⟨

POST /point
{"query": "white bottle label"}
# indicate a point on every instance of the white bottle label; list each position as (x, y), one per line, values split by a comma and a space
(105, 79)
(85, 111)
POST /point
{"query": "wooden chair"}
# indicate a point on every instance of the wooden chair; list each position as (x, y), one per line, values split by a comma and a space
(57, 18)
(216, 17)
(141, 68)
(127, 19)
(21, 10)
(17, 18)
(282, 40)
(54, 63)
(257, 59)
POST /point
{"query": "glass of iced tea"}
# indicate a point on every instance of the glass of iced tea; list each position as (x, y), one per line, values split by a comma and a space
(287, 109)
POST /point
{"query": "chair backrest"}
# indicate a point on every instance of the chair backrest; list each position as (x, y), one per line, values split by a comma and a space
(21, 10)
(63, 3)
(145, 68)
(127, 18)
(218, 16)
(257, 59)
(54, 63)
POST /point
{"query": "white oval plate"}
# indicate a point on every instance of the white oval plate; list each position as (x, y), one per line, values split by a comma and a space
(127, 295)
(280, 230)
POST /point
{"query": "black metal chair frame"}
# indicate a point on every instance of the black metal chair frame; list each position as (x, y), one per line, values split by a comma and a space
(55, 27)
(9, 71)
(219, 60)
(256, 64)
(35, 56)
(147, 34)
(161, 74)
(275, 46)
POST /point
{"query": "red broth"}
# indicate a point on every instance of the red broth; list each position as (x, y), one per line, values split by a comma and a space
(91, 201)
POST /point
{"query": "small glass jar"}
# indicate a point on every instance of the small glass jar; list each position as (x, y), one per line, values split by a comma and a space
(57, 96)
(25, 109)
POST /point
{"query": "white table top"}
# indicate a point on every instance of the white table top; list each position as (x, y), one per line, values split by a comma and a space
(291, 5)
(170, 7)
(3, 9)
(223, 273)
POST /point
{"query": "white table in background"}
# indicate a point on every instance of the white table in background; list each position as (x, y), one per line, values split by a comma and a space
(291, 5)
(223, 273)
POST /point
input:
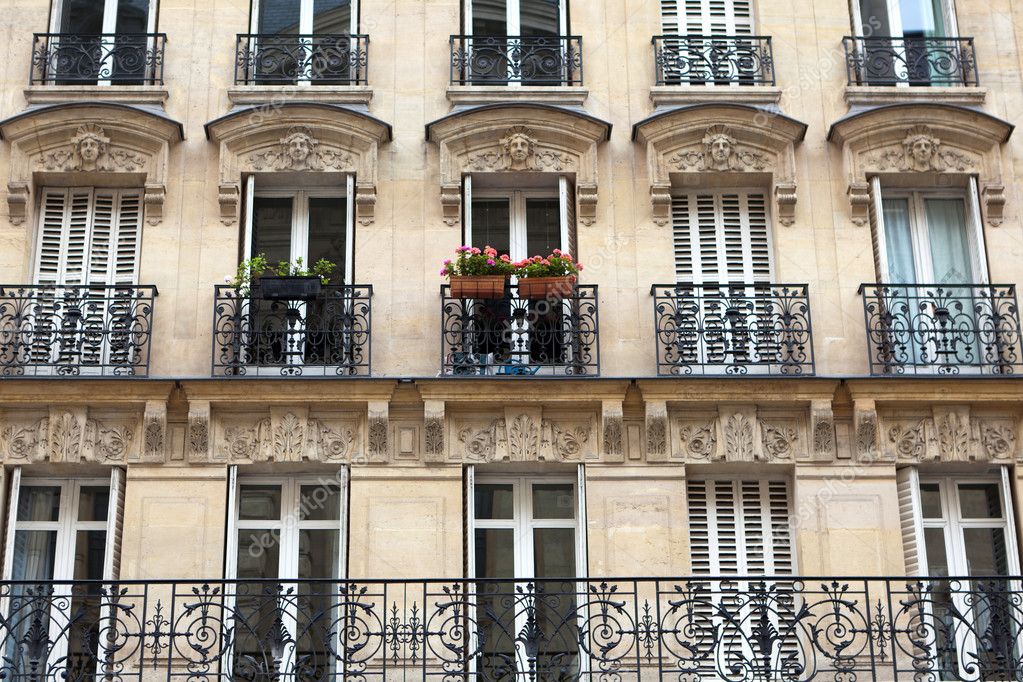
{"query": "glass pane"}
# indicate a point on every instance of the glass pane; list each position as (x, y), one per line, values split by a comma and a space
(490, 17)
(272, 227)
(539, 17)
(985, 551)
(279, 16)
(543, 226)
(332, 16)
(39, 503)
(320, 503)
(898, 241)
(491, 224)
(553, 500)
(950, 251)
(259, 502)
(930, 500)
(980, 501)
(494, 500)
(937, 557)
(90, 549)
(93, 503)
(34, 552)
(494, 553)
(327, 220)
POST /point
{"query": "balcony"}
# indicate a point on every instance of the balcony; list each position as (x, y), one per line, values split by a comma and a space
(65, 58)
(713, 60)
(941, 328)
(50, 330)
(325, 334)
(732, 329)
(513, 336)
(538, 60)
(301, 59)
(752, 629)
(910, 61)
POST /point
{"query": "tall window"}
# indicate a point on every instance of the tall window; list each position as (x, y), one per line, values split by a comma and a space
(525, 530)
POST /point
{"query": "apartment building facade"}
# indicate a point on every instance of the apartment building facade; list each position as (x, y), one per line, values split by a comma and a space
(770, 433)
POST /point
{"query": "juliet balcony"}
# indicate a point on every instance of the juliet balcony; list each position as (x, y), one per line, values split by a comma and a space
(538, 60)
(942, 328)
(319, 331)
(888, 60)
(65, 330)
(516, 336)
(713, 60)
(732, 328)
(67, 58)
(742, 629)
(302, 59)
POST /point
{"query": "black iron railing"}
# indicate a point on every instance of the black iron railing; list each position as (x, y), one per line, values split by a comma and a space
(324, 334)
(749, 629)
(68, 58)
(525, 59)
(513, 336)
(713, 60)
(922, 61)
(50, 330)
(732, 329)
(942, 328)
(313, 58)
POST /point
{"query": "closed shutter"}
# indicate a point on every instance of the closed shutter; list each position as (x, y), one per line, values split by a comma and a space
(721, 237)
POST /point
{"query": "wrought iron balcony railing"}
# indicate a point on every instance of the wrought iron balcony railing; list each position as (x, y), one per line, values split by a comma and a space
(255, 334)
(713, 60)
(732, 329)
(516, 59)
(922, 61)
(312, 58)
(64, 330)
(513, 336)
(744, 629)
(942, 328)
(68, 58)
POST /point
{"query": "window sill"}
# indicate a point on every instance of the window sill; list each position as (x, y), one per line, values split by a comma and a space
(129, 94)
(873, 95)
(668, 95)
(330, 94)
(488, 94)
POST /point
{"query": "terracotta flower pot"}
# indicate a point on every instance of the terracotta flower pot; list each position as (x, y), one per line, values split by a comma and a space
(545, 287)
(478, 286)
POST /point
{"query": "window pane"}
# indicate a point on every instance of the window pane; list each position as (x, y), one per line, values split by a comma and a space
(279, 16)
(39, 503)
(980, 501)
(553, 500)
(491, 224)
(272, 227)
(543, 226)
(259, 502)
(494, 553)
(93, 503)
(90, 550)
(320, 503)
(327, 221)
(930, 500)
(494, 500)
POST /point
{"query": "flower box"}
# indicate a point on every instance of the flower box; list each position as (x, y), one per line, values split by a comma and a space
(273, 287)
(478, 286)
(546, 287)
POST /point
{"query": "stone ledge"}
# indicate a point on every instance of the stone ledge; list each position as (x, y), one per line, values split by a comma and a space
(488, 94)
(127, 94)
(329, 94)
(874, 95)
(666, 95)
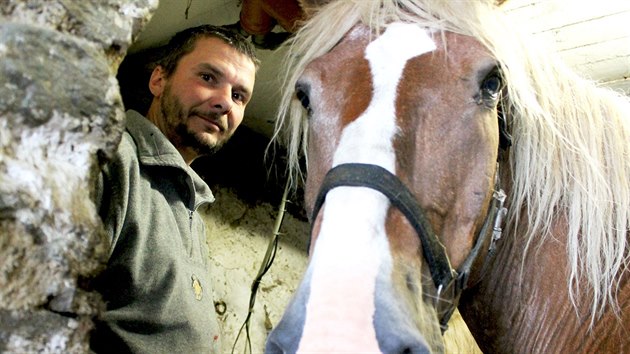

⟩

→ REQUIREMENTS
How many lines in the records above contain the string "building"? Treat uppercase and lowercase as different, and reply with the number alone.

→ OUTPUT OF THE EXERCISE
2